## The exercise
Extend the travel itinerary passage about arriving in Kunming and the province of Yunnan, picking up right after its final sentence.

## Source

|---|

ARRIVE KUNMING (6200 ft.) You will be met upon arrival in Kunming, of Burma Road and World
War II fame in China’s “southwest,” and escorted to your hotel in town. Kunming is the capital of
Yunnan province, one of the most diverse and beautiful regions of
China. Yunnan is still as it was in Marco Polo’s day “a land fertile in
rice and wheat...[with a capital] very great and noble, in [which] are
found merchants and artisans, with a mixed population.” At least 22
minority races reside in Yunnan today, including Tibetans, Yi, Naxi,
Mongols, Lahu, and Lisu - the greatest concentration of minority
nationalities of any province in China.

|---|

## Provided material
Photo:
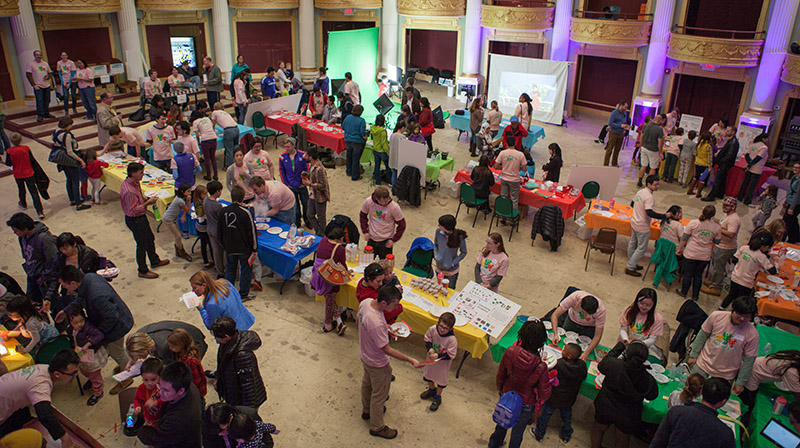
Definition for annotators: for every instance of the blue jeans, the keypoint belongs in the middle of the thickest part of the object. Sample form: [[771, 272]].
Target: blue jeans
[[544, 419], [499, 435], [245, 272]]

|---|

## Final result
Kunming lies adjacent to the temple- and willow-adorned Green Lake,
surrounded by mountains at an altitude of more than 6200 feet, and is
often called “the city of eternal spring” for its salubrious climate. It’s a
great walking town, especially the northern part of the city, whose
cobbled alleyways evoke the old China. If time permits, you may visit
the flower gardens at Green Lake, watch the T'ai Chi devotees at their
art, tour Yuantong Park’s pleasant zoo, or visit the 700-year old
Bamboo Temple, festooned with statues of Buddhist notables. Tonight
you enjoy a dinner of local specialties.

Day 2

KUNMING TO DALI (7200 ft.) After breakfast we transfer to the airport for a short flight northwest.
Dali sprawls along the edge of Erhai Lake at the foot of the Cangshan mountain range. This fertile plain
was first cultivated over 3000 years ago by ancestors of the Bai people, who remain the primary ethnic
group in the area. The Kingdom of Nanzhao was founded in the 8th century and wielded significant
influence over all of southwest China and southeast Asia in its day. The Kingdom of Dali replaced that of
the Nanzhao and existed as an autonomous entity until Kublai Khan's Mongolian army imposed its rule in
1253.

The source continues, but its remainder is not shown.